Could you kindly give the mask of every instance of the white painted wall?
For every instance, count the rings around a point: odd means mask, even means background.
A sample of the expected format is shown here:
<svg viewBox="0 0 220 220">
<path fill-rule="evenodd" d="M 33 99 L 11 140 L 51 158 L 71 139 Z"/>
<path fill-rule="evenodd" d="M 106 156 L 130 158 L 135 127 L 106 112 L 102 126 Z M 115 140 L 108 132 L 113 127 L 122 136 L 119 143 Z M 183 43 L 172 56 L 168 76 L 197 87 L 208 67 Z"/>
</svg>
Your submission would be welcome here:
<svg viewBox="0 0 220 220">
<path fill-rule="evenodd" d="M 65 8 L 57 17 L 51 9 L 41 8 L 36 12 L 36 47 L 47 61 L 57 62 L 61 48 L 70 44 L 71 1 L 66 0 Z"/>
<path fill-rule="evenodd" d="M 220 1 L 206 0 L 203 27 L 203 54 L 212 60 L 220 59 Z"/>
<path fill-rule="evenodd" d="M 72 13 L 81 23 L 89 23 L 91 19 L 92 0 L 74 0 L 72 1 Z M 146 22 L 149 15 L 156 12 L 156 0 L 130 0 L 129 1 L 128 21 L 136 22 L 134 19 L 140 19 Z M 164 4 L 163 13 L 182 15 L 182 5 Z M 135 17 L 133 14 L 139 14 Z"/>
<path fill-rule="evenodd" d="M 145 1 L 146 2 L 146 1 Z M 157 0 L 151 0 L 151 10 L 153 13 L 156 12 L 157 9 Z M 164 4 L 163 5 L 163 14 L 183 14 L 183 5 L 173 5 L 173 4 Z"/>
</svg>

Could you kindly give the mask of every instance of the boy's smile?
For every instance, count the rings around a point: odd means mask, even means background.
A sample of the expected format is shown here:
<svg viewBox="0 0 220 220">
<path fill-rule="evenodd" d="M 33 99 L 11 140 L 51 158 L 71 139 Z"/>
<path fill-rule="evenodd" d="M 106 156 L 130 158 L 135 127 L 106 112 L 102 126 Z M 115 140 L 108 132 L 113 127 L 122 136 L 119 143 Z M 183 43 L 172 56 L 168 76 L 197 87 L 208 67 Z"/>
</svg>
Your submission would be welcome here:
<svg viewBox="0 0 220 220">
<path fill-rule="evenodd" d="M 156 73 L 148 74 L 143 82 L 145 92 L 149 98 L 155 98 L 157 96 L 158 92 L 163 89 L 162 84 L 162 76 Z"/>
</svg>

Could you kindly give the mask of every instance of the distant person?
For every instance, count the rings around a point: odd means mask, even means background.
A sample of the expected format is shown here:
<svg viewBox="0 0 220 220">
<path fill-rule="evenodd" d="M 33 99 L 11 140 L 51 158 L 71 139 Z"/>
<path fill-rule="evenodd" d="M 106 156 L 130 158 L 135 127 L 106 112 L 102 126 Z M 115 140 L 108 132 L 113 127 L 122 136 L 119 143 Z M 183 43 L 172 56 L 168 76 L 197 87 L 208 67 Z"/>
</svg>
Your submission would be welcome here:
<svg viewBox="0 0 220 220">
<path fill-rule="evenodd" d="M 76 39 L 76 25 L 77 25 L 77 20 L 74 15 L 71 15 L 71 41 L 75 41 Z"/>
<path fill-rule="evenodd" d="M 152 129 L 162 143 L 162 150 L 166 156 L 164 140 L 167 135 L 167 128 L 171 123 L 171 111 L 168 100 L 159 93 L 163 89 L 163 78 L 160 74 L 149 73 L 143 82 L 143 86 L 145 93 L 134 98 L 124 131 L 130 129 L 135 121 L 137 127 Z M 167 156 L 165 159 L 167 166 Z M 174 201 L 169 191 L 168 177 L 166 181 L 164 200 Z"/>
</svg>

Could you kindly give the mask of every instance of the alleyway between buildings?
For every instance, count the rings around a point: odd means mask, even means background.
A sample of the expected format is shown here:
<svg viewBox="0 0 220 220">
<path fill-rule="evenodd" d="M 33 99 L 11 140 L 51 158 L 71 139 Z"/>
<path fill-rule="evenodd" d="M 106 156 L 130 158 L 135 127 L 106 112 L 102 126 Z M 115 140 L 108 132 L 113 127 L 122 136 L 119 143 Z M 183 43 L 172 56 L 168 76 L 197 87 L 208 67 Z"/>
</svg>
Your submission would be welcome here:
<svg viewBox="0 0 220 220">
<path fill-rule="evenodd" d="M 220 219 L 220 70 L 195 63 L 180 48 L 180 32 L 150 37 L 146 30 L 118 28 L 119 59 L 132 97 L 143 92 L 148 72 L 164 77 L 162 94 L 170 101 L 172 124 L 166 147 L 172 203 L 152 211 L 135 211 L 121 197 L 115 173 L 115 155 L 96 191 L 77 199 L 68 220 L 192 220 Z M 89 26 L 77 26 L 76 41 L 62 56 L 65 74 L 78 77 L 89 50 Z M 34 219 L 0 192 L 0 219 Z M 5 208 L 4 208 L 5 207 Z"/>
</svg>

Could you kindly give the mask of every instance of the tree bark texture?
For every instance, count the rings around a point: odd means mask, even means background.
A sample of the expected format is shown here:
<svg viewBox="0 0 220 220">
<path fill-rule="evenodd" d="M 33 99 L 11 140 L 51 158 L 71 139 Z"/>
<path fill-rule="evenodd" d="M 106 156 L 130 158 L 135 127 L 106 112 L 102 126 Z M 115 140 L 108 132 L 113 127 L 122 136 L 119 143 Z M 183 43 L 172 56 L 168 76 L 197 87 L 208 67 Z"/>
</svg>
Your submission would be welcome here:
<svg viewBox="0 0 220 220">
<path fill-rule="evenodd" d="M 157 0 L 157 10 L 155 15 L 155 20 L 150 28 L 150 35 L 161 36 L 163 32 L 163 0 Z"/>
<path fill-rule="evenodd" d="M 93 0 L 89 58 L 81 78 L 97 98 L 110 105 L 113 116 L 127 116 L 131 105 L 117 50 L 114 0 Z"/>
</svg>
▬▬▬▬▬▬
■ **Your objective**: Go through the entries above and copy each line with "kindly" in it.

■ **Answer below**:
Could you kindly give the mask of every instance of the white painted wall?
Could you kindly give the mask of every instance of the boy's smile?
Could you kindly give the mask of every instance of the distant person?
Could you kindly give the mask of every instance of the alleyway between buildings?
Could you kindly give the mask of every instance of the tree bark texture?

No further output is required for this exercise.